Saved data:

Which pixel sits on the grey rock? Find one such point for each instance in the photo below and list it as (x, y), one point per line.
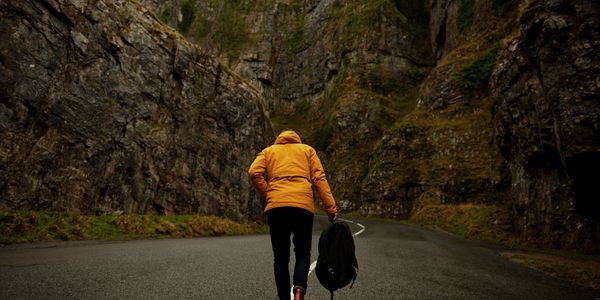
(103, 110)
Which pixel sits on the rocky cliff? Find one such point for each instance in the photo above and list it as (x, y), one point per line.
(547, 118)
(409, 103)
(105, 110)
(430, 102)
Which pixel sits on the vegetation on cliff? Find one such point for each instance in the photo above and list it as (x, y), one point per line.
(32, 226)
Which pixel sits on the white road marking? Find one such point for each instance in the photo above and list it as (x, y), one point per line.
(362, 229)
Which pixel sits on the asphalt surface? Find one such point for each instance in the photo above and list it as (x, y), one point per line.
(396, 261)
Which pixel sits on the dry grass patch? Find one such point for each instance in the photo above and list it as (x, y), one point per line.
(580, 272)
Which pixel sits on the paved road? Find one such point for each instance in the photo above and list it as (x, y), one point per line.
(396, 262)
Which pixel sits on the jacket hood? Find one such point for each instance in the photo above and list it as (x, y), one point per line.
(288, 137)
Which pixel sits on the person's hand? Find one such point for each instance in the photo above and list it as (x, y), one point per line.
(332, 217)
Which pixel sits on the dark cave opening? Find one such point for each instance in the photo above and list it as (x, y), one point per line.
(584, 170)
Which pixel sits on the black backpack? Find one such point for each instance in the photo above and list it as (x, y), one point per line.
(336, 265)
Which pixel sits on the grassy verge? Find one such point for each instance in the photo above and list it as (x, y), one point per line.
(32, 226)
(491, 223)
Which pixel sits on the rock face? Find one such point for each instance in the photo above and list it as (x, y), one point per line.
(103, 110)
(547, 119)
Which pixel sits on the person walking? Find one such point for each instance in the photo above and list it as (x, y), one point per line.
(284, 174)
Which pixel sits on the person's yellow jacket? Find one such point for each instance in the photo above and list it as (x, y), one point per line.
(285, 172)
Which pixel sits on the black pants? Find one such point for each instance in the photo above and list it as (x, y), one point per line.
(283, 221)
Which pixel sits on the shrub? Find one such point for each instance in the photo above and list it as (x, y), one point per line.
(188, 13)
(465, 14)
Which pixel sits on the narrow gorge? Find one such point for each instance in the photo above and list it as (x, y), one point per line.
(159, 106)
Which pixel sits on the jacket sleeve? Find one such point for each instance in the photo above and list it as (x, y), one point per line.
(320, 181)
(257, 174)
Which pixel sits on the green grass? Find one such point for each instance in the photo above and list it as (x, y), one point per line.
(476, 73)
(484, 222)
(33, 226)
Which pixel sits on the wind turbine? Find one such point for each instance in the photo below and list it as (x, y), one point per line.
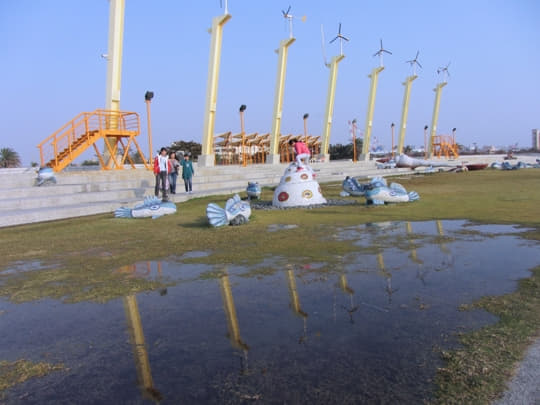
(414, 62)
(289, 17)
(406, 99)
(371, 101)
(341, 39)
(380, 53)
(445, 72)
(329, 111)
(226, 6)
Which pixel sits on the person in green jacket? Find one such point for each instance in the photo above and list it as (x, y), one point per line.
(187, 173)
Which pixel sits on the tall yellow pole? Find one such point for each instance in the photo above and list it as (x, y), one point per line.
(207, 155)
(435, 118)
(114, 66)
(148, 100)
(371, 108)
(405, 112)
(329, 111)
(142, 363)
(283, 52)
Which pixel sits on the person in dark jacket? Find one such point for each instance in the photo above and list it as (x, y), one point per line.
(187, 173)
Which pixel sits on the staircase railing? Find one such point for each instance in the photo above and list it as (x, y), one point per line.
(81, 129)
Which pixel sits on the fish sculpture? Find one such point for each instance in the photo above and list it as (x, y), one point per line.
(351, 185)
(407, 161)
(378, 194)
(253, 190)
(45, 176)
(236, 212)
(151, 207)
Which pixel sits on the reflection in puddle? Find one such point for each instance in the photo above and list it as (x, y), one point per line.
(361, 329)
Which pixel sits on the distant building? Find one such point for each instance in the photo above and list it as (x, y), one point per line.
(536, 139)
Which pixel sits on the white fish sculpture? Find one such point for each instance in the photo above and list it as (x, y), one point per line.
(379, 194)
(407, 161)
(151, 207)
(236, 212)
(253, 190)
(351, 185)
(45, 176)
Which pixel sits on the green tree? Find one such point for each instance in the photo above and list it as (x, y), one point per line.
(9, 158)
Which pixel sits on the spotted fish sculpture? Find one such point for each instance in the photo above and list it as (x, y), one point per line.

Exercise instructions
Arrange all of the listing above as a Markdown table with the columns Row and Line, giving each line its row number and skipping blank lines. Leave the pictures out of the table.

Complete answer
| Row | Line |
|---|---|
| 1 | Which pixel sits on the grey rock? Find one such point for each instance in the photo below and list it as (x, y), one point per line. |
| 2 | (103, 110) |
| 3 | Which pixel sits on the rocky cliff? Find one such point for each instance in the photo above and list it as (x, y), one point per line. |
| 4 | (547, 118) |
| 5 | (409, 103) |
| 6 | (105, 110) |
| 7 | (430, 102) |
| 8 | Which pixel sits on the vegetation on cliff? Find one such point for each instance in the photo above and list it as (x, y), one point per line. |
| 9 | (32, 226) |
| 10 | Which pixel sits on the white road marking? Find one such point for each instance in the photo above and list it as (x, y), one point per line. |
| 11 | (362, 229) |
| 12 | Which pixel sits on the asphalt surface? Find one such point for each instance in the photo above and list it as (x, y), one point per line. |
| 13 | (396, 261) |
| 14 | Which pixel sits on the dry grass patch? Find one such point for each instance in the photo above and list it as (x, y), one point per line. |
| 15 | (580, 272) |
| 16 | Which pixel sits on the paved road? Find one such point for each instance in the photo above and list it as (x, y), one point per line. |
| 17 | (396, 262) |
| 18 | Which pixel sits on the jacket hood? Find one such point for each instance in the photo above and list it as (x, y), one point per line. |
| 19 | (288, 137) |
| 20 | Which pixel sits on the person's hand? Find one such point for each instance in the photo above and list it as (x, y), one point per line. |
| 21 | (332, 217) |
| 22 | Which pixel sits on the dark cave opening? Find one such point for each instance in the photo above and list it as (x, y), one point per line. |
| 23 | (584, 170) |
| 24 | Which pixel sits on the black backpack? Find one such point for each instance in the photo above and list it as (x, y), one point per line. |
| 25 | (336, 265) |
| 26 | Which pixel sits on the grassy verge? Find one such point for each instance in the photo above and list it as (x, y), one point per line. |
| 27 | (32, 226) |
| 28 | (491, 223) |
| 29 | Which pixel sits on the rock face? Find one such point for each instance in the photo above and list it as (x, y), one point per line. |
| 30 | (103, 110) |
| 31 | (547, 119) |
| 32 | Which pixel sits on the person walking? Find one such point for each instance in the photo above and list it as (x, y), one point per line. |
| 33 | (284, 174) |
| 34 | Which pixel sits on the person's yellow jacket? Find one such point for each instance in the photo above and list it as (x, y), one point per line. |
| 35 | (285, 172) |
| 36 | Which pixel sits on the black pants? Find one such point for each instance in the photo above and list it as (x, y), one point per line. |
| 37 | (283, 221) |
| 38 | Which pixel sits on the shrub? Find one such point for each instance in the photo above and list it as (x, y), one point per line. |
| 39 | (188, 13) |
| 40 | (465, 14) |
| 41 | Which pixel sits on the narrow gorge? Find one such point for each instance in the photo above and list it as (x, y), one point per line. |
| 42 | (159, 106) |
| 43 | Which pixel sits on the jacket sleeve? Find one such point for each instance in the photo above and list it as (x, y), one point per line. |
| 44 | (320, 181) |
| 45 | (257, 174) |
| 46 | Which pixel sits on the green grass? Find one such point for each instance in the photo above and list it as (x, y), one point per line. |
| 47 | (476, 73) |
| 48 | (484, 222) |
| 49 | (33, 226) |
| 50 | Which pixel sits on the wind turbine? Find one such point for each instance in the photo below and list it as (x, y), one point per line. |
| 51 | (414, 62) |
| 52 | (289, 17) |
| 53 | (406, 99) |
| 54 | (371, 101) |
| 55 | (341, 39) |
| 56 | (380, 53) |
| 57 | (445, 72) |
| 58 | (329, 111) |
| 59 | (226, 6) |
| 60 | Which pixel sits on the person in green jacket? Find one such point for each instance in the photo above and list it as (x, y), one point per line. |
| 61 | (187, 173) |
| 62 | Which pixel sits on the tall yellow pole? Find one such point for each instance in the photo above and list it as (x, y), one point per line. |
| 63 | (207, 155) |
| 64 | (435, 118) |
| 65 | (114, 66) |
| 66 | (148, 100) |
| 67 | (371, 108) |
| 68 | (405, 112) |
| 69 | (329, 111) |
| 70 | (142, 363) |
| 71 | (283, 52) |
| 72 | Which pixel sits on the person in dark jacket? Find one such point for each instance in the photo above and list it as (x, y), one point per line. |
| 73 | (187, 173) |
| 74 | Which pixel sits on the staircase railing? Find one such point for each instance in the photo above and list it as (x, y), one point per line. |
| 75 | (81, 129) |
| 76 | Which pixel sits on the fish sculpture? Find one such point for each instance in the photo above and list it as (x, y), one point per line. |
| 77 | (351, 185) |
| 78 | (407, 161) |
| 79 | (378, 194) |
| 80 | (253, 190) |
| 81 | (45, 176) |
| 82 | (236, 212) |
| 83 | (151, 207) |
| 84 | Which pixel sits on the reflection in puddle? Find one such point for each instance in the photo above and list it as (x, y), one point per line. |
| 85 | (361, 329) |
| 86 | Which pixel sits on the distant building? Find one such point for each instance in the photo above and list it as (x, y), one point per line. |
| 87 | (536, 139) |
| 88 | Which pixel sits on the white fish sculpture? Find one such point for each instance in the photo above and list it as (x, y), one point per line. |
| 89 | (379, 194) |
| 90 | (407, 161) |
| 91 | (151, 207) |
| 92 | (236, 212) |
| 93 | (253, 190) |
| 94 | (351, 185) |
| 95 | (45, 176) |
| 96 | Which pixel sits on the green tree? Find one such point for each instance in the photo above and list it as (x, y), one point per line. |
| 97 | (9, 158) |
| 98 | Which pixel sits on the spotted fish sculpture? Find one such point for each instance in the photo above and list it as (x, y), one point per line. |